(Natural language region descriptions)
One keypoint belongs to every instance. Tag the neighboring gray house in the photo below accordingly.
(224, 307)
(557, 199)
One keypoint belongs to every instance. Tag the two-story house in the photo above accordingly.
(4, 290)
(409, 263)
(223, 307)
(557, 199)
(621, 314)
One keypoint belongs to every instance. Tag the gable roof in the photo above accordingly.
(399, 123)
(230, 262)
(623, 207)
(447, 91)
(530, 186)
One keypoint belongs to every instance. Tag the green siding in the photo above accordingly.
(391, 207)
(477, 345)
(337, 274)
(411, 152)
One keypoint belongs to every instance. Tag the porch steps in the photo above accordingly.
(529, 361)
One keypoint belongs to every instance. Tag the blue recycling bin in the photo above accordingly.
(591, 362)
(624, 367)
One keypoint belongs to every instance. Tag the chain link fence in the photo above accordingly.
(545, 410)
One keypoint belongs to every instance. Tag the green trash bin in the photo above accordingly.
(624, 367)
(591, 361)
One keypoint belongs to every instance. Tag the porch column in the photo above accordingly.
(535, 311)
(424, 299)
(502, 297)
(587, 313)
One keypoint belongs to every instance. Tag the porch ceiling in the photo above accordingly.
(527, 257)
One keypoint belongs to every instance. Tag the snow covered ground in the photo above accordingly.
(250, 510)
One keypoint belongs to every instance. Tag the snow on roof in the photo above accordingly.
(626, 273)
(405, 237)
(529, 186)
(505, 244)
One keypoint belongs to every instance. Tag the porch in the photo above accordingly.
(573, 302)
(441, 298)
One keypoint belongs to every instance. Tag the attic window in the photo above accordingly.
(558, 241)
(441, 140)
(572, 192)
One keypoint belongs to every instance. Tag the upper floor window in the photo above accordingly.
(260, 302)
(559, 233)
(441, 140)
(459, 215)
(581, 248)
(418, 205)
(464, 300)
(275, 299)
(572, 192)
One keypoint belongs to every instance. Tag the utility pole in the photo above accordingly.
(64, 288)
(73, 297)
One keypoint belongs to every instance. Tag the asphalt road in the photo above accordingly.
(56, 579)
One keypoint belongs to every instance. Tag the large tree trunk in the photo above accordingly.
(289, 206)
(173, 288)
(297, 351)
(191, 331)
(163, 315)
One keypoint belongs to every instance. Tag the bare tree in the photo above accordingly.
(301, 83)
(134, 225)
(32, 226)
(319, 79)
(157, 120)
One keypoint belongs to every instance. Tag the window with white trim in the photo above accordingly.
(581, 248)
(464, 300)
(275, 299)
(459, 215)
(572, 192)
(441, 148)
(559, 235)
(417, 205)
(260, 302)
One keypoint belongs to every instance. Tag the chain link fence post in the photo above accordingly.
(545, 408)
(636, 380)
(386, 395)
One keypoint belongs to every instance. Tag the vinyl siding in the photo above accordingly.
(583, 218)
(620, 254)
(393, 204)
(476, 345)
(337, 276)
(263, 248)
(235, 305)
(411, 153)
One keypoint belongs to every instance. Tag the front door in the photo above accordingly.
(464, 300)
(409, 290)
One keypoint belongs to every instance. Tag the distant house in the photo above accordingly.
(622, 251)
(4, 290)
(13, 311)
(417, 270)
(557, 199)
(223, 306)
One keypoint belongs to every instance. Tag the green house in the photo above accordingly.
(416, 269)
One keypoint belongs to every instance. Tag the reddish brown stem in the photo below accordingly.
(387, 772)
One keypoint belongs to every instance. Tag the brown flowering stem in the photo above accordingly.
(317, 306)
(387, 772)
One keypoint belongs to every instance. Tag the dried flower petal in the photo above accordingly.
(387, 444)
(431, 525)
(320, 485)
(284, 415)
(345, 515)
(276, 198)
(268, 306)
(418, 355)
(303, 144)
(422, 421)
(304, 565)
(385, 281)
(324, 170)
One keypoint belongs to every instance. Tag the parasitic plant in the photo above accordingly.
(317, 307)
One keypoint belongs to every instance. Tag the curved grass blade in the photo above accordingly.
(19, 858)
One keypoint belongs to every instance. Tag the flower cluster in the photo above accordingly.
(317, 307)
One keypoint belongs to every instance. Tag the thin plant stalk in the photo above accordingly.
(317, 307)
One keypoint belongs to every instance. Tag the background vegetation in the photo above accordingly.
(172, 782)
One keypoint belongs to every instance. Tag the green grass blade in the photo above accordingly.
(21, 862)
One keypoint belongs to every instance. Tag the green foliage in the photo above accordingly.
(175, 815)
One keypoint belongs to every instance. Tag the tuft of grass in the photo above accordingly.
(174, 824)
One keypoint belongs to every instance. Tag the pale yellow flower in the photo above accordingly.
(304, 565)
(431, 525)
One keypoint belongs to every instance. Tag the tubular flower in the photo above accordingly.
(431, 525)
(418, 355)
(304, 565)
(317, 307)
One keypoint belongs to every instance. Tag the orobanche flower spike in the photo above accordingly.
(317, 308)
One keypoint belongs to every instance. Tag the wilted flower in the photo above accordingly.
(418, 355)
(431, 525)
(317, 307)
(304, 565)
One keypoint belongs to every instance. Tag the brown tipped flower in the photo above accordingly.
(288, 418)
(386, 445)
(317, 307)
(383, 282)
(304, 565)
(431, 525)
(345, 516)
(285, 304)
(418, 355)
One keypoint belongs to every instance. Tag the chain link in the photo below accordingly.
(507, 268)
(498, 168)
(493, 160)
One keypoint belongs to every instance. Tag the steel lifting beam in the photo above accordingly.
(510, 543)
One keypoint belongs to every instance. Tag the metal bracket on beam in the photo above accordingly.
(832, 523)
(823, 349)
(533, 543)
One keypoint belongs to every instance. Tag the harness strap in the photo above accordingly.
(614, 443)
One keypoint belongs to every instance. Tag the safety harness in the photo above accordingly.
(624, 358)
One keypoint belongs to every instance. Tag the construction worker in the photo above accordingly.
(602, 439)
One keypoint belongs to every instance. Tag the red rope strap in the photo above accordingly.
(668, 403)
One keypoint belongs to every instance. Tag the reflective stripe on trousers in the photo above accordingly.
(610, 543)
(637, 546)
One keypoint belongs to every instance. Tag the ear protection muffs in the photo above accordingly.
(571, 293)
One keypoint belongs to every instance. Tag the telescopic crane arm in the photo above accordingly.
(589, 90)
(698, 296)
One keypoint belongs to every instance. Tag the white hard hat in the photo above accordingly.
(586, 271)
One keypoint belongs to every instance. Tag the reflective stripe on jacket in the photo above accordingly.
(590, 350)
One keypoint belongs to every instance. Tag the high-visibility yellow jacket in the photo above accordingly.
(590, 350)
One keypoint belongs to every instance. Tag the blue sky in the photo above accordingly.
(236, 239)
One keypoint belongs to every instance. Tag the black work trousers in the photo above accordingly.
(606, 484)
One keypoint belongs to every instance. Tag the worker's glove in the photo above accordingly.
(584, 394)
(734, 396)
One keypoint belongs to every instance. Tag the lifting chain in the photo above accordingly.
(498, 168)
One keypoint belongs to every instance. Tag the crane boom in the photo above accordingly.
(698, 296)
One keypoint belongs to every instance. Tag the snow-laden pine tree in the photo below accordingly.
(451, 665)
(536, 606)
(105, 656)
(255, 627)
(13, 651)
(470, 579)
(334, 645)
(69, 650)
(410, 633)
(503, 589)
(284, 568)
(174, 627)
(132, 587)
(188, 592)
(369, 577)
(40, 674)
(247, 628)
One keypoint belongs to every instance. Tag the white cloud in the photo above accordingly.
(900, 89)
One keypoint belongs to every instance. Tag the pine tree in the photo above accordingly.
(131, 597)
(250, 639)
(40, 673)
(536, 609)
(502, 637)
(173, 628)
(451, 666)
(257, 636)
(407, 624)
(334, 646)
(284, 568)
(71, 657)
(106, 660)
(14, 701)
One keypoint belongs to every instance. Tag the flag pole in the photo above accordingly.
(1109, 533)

What you will do »
The expected response is the full data, reproduced exactly.

Answer box »
One keypoint belongs to every instance. Tag the neighboring gray house in the photo below accordingly.
(224, 307)
(557, 199)
One keypoint belongs to every instance. Tag the two-story house in the photo above accordingly.
(4, 290)
(409, 263)
(223, 307)
(557, 199)
(621, 314)
One keypoint belongs to every instance. Tag the gable roof in the photo above accordingly.
(399, 123)
(230, 262)
(623, 207)
(447, 91)
(530, 186)
One keypoint belongs to every instance. Tag the green siding in the photo above accordingly.
(391, 207)
(477, 345)
(337, 274)
(411, 152)
One keypoint belongs to every instance. Tag the porch steps in the photo above accordingly.
(529, 361)
One keypoint belongs to every instance. Tag the blue recycling bin in the photo above accordingly.
(591, 362)
(624, 367)
One keypoint belongs to every instance. Tag the chain link fence in the photo above accordingly.
(545, 410)
One keypoint belongs to every instance. Tag the green trash bin in the photo above accordingly.
(624, 367)
(591, 361)
One keypoint belongs to every instance. Tag the porch column in the photo above accordingly.
(535, 311)
(424, 299)
(502, 297)
(587, 313)
One keypoint belongs to every instance. Tag the porch ceiling in the photo above accordingly.
(527, 257)
One keypoint belongs to every instance. Tag the snow covered ground in the photo above accordingly.
(250, 510)
One keypoint belongs to every instance. Tag the snow on roof in the photo above accordingly.
(626, 273)
(405, 237)
(529, 186)
(505, 244)
One keypoint belongs to every instance. Tag the porch in the photo above accordingly.
(573, 302)
(441, 298)
One keypoint belongs to every instance. Tag the attic window in the photo above accordingly.
(558, 241)
(441, 140)
(572, 192)
One keypoint belongs to every instance. Tag the upper floor window in the photo above accordingly.
(260, 302)
(559, 233)
(441, 140)
(459, 215)
(581, 248)
(418, 205)
(464, 300)
(275, 299)
(572, 192)
One keypoint belongs to every instance. Tag the utility pole in the photo above accordingly.
(64, 288)
(73, 297)
One keypoint belongs to every instance. Tag the asphalt road in the photo above accordingly.
(56, 579)
One keypoint belongs to every instance. Tag the large tree trunk in the photo above accordingly.
(289, 206)
(173, 288)
(297, 351)
(191, 331)
(163, 315)
One keypoint belongs to every instance. Tag the bare tree in the photo above accordingly.
(301, 83)
(134, 225)
(32, 226)
(319, 79)
(157, 120)
One keypoint belongs to every instance. Tag the window with white trim in the photo above accordingly.
(581, 248)
(464, 300)
(275, 299)
(459, 215)
(572, 192)
(441, 148)
(559, 235)
(417, 205)
(260, 302)
One keypoint belongs to every instance. Tag the chain link fence post in the photo above accordingly.
(545, 408)
(636, 380)
(386, 395)
One keypoint belongs to every instance. Tag the vinyl siding in the photo above accordingly.
(583, 218)
(620, 254)
(393, 204)
(476, 345)
(337, 276)
(263, 248)
(235, 305)
(411, 153)
One keypoint belongs to every instance. Tag the front door in the photo above accordingly.
(464, 300)
(409, 290)
One keypoint belongs to every instance. Tag the distant house in the photo above accordingly.
(622, 251)
(4, 290)
(13, 311)
(417, 270)
(557, 199)
(223, 306)
One keypoint belongs to every instance. Tag the green house in the photo above accordingly.
(416, 269)
One keypoint belongs to every instance. Tag the reddish brown stem in the photo below accordingly.
(387, 772)
One keypoint belongs to every instance. Tag the brown flowering stem in the photo above accordingly.
(317, 306)
(387, 772)
One keypoint belongs to every instance. Tag the dried flower petal in the photo above accordingly.
(387, 444)
(431, 525)
(320, 485)
(284, 415)
(345, 515)
(276, 198)
(268, 306)
(418, 355)
(303, 144)
(422, 421)
(304, 565)
(385, 281)
(324, 170)
One keypoint belongs to every instance. Tag the parasitic plant in the photo above accordingly.
(317, 307)
One keypoint belongs to every instance. Tag the curved grass blade in the photo above accordingly.
(19, 858)
One keypoint belongs to every instance. Tag the flower cluster in the photo above accordingly.
(317, 307)
One keypoint belongs to every instance. Tag the thin plant stalk in the photo above accordingly.
(317, 307)
One keypoint belongs to every instance. Tag the background vegetation in the photo above accordingly.
(172, 782)
One keypoint belongs to every instance. Tag the green grass blade in the photo above accordingly.
(21, 862)
One keypoint belongs to every instance. Tag the green foliage in the photo above accordingly.
(175, 815)
One keypoint belongs to every instance. Tag the tuft of grass in the photo above accordingly.
(174, 824)
One keypoint belongs to every instance. Tag the pale yellow flower in the photo above accordingly.
(304, 565)
(431, 525)
One keypoint belongs to every instance. Tag the tubular flower in the photo above accordingly.
(431, 525)
(418, 355)
(304, 565)
(317, 307)
One keypoint belongs to every instance. Tag the orobanche flower spike in the photo above accordingly.
(317, 308)
One keypoint belongs to every instance. Tag the wilted flower in the photo above accordingly.
(418, 355)
(431, 525)
(317, 307)
(304, 565)
One keypoint belongs to every instance. Tag the brown tipped flower in the photo above accordingly.
(288, 418)
(386, 445)
(317, 307)
(383, 282)
(304, 565)
(431, 525)
(345, 516)
(285, 304)
(418, 355)
One keypoint belongs to every instance. Tag the chain link in the photo below accordingly.
(507, 268)
(498, 168)
(493, 160)
One keypoint belongs to every instance. Tag the steel lifting beam in the photo above accordingly.
(510, 543)
One keypoint belongs to every instance. Tag the metal bracket on beam in the photo above accordingly.
(832, 523)
(823, 349)
(533, 543)
One keypoint belongs to every instance. Tag the harness strap in the photo above accordingly.
(614, 443)
One keypoint belongs to every instance. Tag the safety harness in the photo above accordingly.
(624, 358)
One keypoint belongs to every instance. Tag the construction worker in the photo above accordingly.
(602, 439)
One keypoint belongs to every instance. Tag the red rope strap in the photo above accordingly.
(668, 403)
One keypoint belongs to every instance. Tag the reflective stripe on trousers in the photo above accordingly.
(610, 543)
(637, 546)
One keypoint belongs to every instance. Tag the ear protection muffs in the photo above accordingly.
(571, 293)
One keypoint belongs to every instance. Tag the telescopic crane arm in the photo above accordingly.
(589, 90)
(698, 296)
One keypoint belongs to every instance. Tag the white hard hat in the photo above accordingly.
(586, 271)
One keypoint belongs to every instance. Tag the reflective stripe on jacket in the photo above accordingly.
(590, 350)
One keypoint belongs to every instance. Tag the high-visibility yellow jacket in the photo above accordingly.
(590, 350)
One keypoint belongs to every instance. Tag the blue sky in the photo above accordingly.
(236, 239)
One keypoint belongs to every instance. Tag the black work trousers in the photo above accordingly.
(606, 484)
One keypoint belongs to every instance. Tag the worker's glove in the photo above accordingly.
(584, 394)
(734, 396)
One keypoint belongs to every instance. Tag the lifting chain in the photo above accordingly.
(498, 168)
One keypoint belongs to every instance. Tag the crane boom in the photo above accordingly.
(698, 296)
One keypoint belongs to every instance. Tag the snow-laden pine tree in the photo below accordingly.
(451, 665)
(536, 606)
(105, 656)
(255, 627)
(13, 651)
(470, 579)
(334, 645)
(69, 650)
(410, 633)
(503, 589)
(284, 568)
(174, 627)
(132, 587)
(188, 592)
(369, 577)
(40, 674)
(247, 628)
One keypoint belongs to every instance. Tag the white cloud in the photo above accordingly.
(900, 89)
One keypoint belongs to every instance. Tag the pine tree in the photo above accordingly.
(131, 597)
(250, 639)
(40, 673)
(536, 609)
(502, 637)
(173, 628)
(451, 666)
(257, 636)
(407, 624)
(334, 646)
(284, 568)
(71, 657)
(106, 660)
(14, 701)
One keypoint belongs to every instance. Tag the flag pole in the photo above accordingly.
(1109, 533)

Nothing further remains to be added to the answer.